• YOUR GOAL: All of the data is to be copied without a single change.

INPUT MATERIAL section start

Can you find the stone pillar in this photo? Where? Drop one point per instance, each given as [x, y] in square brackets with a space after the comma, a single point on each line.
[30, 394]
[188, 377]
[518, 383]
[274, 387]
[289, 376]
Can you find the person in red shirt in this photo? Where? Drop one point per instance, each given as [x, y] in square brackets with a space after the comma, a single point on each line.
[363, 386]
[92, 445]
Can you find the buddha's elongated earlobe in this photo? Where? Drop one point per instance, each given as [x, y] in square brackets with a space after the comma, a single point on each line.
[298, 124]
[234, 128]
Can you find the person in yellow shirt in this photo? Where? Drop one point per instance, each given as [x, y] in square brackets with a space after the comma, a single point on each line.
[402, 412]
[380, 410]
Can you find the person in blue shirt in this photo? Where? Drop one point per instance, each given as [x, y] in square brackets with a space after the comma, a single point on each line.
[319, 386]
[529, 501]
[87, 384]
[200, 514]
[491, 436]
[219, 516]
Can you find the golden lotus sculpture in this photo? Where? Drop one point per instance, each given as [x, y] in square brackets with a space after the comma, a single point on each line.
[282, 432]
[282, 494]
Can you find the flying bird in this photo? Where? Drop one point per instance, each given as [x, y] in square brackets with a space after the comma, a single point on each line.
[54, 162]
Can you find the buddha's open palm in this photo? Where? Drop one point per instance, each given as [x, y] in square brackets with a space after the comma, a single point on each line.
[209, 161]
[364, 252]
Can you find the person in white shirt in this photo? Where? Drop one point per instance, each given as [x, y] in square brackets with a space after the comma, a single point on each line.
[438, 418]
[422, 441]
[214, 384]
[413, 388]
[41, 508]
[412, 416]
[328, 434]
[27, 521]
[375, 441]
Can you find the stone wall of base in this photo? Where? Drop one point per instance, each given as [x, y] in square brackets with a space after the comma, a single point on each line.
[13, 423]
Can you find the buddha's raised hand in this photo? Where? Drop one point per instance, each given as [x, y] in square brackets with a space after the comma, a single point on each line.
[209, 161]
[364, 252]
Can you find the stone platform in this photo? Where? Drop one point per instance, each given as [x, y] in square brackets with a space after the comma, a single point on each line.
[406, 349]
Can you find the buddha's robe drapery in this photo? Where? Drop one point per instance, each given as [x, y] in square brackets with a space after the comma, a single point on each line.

INPUT MATERIAL section end

• ANSWER TO THIS EXERCISE:
Can you find the stone pillar in this photo? Where? Drop one point per instance, each given as [x, y] in square brackets with a space after the comma, a single point on each line.
[30, 394]
[188, 377]
[518, 383]
[274, 387]
[289, 376]
Can you find the person in red shirt in this photo? Where? Drop one point per instance, each given as [x, y] in square brackets with a space after the comma, a single point on each line.
[363, 386]
[92, 445]
Can you find the buddha's elongated earlobe in this photo? Where? Drop one point per instance, each given as [x, y] in square brackets with a space after the comma, a single point on each line.
[298, 124]
[234, 128]
Can you find the person in yellow shirt in this photo? Where? Drop one point per instance, each given as [x, y] in square brackets with a space after the comma, a single point on each line.
[402, 412]
[380, 410]
Can you find the person in blue shirt in this photo? Where? Drop one point per instance, each given as [x, y] in square brackets with a space after the comma, a single point on each line.
[319, 386]
[529, 501]
[87, 384]
[200, 514]
[491, 436]
[219, 516]
Can you find the golden lotus sculpture in this photo? Where? Drop one point per instance, each given as [x, y] in square brackets with a space after the comma, a single point on each line.
[282, 432]
[282, 494]
Can you find the flying bird in this photo? Where? Drop one point per instance, each given as [x, y] in square brackets with a space after the comma, a single point on each line.
[54, 162]
Can you find the buddha's open palm in this photo? Where? Drop one point per instance, each given as [x, y] in square brackets with a space after the comma, a single point on each line.
[209, 161]
[364, 252]
Can you find the person in white shirt in this photo? Where? Drop one point per instance, each given as [x, y] in square brackets with a space after the comma, a single point on each line.
[438, 418]
[422, 441]
[214, 384]
[413, 388]
[41, 508]
[412, 416]
[328, 434]
[27, 521]
[375, 441]
Can you find the stone wall of base in this photo? Where? Drop one point per instance, each given as [x, y] in square brackets with a space after the comma, a single point on each line.
[13, 423]
Can you find the buddha's raised hand in this photo? Where? Drop one point per instance, each given as [x, y] in square brackets with a space after the comma, a single point on each line.
[209, 161]
[364, 252]
Can you find the stone platform in this photo? Where? Drop one point per instance, each given as [x, y] in square brackets with a space after the comma, a single point on each line.
[406, 349]
Can you find the buddha's robe drapery in this photo? Where? Drop one point per instance, each given as [x, y] in square brackets with a space after the comma, a single point on each line.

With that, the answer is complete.